Right. Like we don't know the conditions under which your stroke will be prevented.
What are you talking about? We do know the conditions under which strokes will be prevented.
Right. Like the idea that aspirin might prevent a stroke in you is a faith-based belief.
If it's not based on evidence, it's a faith-based belief. If it's based on evidence then it's not a faith-based belief.
The idea that aspirin may prevent strokes is based on evidence, and is therefore not faith-based. If it weren't based on evidence, the American Heart Association probably wouldn't recommend aspirin to prevent strokes.
I guess medicine is like sausage where you live, then - you don't want to know how it's made.
No idea what you're talking about. Are you saying that mainstream medicine
isn't based on evidence where I live?
If nothing less than direct observation counts as 'evidence'.
I've never said that. There are different types of evidence.

_ _ _ _ _ _ _

WHAT YOU ARE ASKED TO DO:
Transcribe everything in the exchange on aspirin and strokes from "Right. Like the" down to "types of evidence.". Rely solely on the exchange on aspirin and strokes as your source.

_ _ _ _ _ _ _

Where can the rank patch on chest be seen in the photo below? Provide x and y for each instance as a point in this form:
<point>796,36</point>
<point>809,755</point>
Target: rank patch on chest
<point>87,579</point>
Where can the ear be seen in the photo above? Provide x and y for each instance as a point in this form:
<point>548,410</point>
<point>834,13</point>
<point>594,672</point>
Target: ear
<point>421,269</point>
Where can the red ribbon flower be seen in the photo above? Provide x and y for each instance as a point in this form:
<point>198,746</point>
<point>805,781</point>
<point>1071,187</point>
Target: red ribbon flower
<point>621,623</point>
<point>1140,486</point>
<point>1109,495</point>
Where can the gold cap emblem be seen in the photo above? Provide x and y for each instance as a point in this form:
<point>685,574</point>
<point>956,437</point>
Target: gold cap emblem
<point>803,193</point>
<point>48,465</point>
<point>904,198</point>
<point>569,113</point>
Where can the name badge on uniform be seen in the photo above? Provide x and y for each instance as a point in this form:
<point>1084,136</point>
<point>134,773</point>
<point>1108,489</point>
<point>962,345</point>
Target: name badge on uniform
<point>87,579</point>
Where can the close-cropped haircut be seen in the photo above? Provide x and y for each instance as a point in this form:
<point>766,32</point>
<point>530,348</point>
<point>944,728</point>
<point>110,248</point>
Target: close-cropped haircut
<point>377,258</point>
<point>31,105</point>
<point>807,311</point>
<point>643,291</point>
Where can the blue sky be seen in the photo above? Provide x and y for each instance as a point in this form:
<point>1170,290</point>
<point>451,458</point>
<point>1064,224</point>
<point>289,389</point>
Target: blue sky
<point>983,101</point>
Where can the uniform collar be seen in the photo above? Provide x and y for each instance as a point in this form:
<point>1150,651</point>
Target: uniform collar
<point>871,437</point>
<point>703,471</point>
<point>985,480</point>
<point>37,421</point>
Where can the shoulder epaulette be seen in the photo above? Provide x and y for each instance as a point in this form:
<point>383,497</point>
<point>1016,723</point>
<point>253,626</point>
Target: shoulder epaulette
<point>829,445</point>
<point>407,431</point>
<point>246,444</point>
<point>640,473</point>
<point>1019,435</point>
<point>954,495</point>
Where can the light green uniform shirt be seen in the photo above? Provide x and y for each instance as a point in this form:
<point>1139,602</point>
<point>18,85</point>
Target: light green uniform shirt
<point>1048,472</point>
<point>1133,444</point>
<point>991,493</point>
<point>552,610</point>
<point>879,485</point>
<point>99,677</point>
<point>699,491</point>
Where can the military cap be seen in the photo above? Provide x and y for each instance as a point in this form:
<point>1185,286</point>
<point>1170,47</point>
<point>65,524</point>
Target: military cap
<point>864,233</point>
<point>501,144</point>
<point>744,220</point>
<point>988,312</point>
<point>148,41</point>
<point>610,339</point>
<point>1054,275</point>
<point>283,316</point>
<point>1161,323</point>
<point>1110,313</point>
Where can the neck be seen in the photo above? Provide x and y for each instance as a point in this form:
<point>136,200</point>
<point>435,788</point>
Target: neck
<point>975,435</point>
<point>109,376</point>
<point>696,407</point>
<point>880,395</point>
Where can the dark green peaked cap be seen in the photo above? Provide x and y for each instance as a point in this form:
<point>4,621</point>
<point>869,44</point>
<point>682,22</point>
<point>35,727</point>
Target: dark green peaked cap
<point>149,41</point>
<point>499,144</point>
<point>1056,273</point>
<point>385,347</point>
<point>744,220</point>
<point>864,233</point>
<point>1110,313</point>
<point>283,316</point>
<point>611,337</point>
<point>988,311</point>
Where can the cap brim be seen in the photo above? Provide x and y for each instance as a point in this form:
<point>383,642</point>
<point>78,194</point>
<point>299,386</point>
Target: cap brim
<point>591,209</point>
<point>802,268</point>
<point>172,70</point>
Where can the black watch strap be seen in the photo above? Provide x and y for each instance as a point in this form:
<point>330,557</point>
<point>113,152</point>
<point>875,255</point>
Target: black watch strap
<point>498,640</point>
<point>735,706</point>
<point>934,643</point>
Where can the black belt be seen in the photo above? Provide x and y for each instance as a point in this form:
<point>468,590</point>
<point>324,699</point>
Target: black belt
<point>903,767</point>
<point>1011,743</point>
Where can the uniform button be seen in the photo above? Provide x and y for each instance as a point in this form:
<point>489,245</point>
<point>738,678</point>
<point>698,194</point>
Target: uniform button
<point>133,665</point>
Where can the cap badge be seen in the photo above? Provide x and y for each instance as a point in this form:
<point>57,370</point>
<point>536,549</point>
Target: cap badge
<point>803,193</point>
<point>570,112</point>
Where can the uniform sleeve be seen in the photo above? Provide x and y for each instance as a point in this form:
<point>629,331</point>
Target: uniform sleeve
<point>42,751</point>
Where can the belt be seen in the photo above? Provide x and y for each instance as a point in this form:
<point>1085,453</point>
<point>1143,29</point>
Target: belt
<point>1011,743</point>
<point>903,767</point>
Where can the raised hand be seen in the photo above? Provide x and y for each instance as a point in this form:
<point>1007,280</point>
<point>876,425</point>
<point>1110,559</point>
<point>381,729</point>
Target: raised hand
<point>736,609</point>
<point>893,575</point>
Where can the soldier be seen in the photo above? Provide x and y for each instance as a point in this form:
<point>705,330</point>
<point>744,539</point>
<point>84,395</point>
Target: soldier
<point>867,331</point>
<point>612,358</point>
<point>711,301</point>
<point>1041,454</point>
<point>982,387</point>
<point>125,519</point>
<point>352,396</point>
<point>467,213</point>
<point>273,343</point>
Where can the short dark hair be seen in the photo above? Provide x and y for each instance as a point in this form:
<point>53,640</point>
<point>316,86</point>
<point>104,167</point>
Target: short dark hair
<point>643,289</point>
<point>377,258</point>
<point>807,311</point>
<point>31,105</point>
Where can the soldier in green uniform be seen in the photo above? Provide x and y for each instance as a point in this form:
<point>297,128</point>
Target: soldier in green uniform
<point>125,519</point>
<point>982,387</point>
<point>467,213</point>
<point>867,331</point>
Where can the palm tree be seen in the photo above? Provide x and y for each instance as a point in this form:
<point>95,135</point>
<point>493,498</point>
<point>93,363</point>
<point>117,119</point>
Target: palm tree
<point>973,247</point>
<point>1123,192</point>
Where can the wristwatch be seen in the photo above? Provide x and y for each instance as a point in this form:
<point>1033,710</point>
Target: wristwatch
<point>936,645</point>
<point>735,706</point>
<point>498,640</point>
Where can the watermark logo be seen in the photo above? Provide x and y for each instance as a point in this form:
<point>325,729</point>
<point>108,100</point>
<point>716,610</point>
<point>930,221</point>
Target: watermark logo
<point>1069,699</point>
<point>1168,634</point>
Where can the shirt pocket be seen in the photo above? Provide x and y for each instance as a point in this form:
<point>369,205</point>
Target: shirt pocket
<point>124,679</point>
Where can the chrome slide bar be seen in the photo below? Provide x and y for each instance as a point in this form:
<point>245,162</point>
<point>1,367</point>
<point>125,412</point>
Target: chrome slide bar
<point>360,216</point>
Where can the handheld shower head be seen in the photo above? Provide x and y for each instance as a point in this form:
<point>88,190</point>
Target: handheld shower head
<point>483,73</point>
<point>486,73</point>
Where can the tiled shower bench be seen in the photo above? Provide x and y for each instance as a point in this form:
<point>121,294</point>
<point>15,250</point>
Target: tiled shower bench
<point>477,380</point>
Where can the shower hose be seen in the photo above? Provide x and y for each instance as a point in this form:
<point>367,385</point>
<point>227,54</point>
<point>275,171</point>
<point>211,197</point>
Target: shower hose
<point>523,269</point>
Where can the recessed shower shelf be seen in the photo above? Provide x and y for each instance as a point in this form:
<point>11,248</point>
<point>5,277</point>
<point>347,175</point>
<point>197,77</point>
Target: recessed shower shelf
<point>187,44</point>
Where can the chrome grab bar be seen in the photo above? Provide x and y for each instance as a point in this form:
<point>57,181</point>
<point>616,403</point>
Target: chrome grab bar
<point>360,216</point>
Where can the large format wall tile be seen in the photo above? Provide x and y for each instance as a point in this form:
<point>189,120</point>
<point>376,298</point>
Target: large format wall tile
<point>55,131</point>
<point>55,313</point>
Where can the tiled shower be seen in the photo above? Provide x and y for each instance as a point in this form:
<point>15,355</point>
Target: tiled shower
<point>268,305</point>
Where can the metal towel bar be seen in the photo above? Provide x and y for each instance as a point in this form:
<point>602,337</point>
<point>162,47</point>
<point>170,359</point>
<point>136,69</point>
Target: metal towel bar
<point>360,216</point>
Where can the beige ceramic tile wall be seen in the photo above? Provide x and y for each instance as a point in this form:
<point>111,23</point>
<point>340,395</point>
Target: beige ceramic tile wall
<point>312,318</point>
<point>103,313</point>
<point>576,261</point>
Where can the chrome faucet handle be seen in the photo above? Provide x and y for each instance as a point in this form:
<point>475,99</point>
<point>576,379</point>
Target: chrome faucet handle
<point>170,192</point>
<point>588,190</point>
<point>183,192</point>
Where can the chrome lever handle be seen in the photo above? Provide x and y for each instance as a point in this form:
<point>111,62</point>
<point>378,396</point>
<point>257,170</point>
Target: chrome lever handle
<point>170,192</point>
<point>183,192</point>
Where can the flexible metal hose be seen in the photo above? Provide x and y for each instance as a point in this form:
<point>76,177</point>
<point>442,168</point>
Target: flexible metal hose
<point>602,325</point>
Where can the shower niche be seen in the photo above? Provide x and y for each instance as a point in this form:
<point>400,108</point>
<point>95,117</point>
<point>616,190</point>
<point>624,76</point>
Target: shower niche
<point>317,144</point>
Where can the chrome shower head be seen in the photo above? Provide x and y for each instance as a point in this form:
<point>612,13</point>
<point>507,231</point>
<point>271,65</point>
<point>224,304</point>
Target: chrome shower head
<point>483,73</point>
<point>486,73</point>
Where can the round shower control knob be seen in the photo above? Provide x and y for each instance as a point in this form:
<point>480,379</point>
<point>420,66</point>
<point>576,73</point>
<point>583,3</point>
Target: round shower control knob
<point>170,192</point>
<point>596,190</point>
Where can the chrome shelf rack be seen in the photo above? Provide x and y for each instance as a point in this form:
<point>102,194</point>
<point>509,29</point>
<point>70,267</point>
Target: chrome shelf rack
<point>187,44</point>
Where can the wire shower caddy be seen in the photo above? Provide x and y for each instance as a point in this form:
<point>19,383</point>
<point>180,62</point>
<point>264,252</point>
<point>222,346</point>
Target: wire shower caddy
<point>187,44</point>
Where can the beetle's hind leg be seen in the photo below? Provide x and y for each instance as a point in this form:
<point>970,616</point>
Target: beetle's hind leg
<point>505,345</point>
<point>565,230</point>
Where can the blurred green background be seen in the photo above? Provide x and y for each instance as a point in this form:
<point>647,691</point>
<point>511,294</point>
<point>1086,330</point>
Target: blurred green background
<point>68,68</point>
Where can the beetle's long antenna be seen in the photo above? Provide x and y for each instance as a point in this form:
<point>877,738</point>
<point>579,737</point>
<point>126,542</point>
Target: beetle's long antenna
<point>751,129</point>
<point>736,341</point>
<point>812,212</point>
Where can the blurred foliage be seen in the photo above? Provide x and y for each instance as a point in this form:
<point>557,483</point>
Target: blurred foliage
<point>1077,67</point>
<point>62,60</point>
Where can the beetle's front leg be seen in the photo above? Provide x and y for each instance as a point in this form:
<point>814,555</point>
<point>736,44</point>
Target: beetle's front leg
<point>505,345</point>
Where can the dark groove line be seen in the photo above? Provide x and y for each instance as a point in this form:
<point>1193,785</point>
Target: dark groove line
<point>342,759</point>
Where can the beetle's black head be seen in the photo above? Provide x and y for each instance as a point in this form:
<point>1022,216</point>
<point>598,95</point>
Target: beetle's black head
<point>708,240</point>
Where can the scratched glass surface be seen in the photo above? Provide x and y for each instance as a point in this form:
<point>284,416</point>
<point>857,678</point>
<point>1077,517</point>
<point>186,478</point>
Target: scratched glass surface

_ _ _ _ _ _ _

ANSWER TO THIS TASK:
Right. Like the idea that aspirin might prevent a stroke in you is a faith-based belief.
If it's not based on evidence, it's a faith-based belief. If it's based on evidence then it's not a faith-based belief.
The idea that aspirin may prevent strokes is based on evidence, and is therefore not faith-based. If it weren't based on evidence, the American Heart Association probably wouldn't recommend aspirin to prevent strokes.
I guess medicine is like sausage where you live, then - you don't want to know how it's made.
No idea what you're talking about. Are you saying that mainstream medicine
isn't based on evidence where I live?
If nothing less than direct observation counts as 'evidence'.
I've never said that. There are different types of evidence.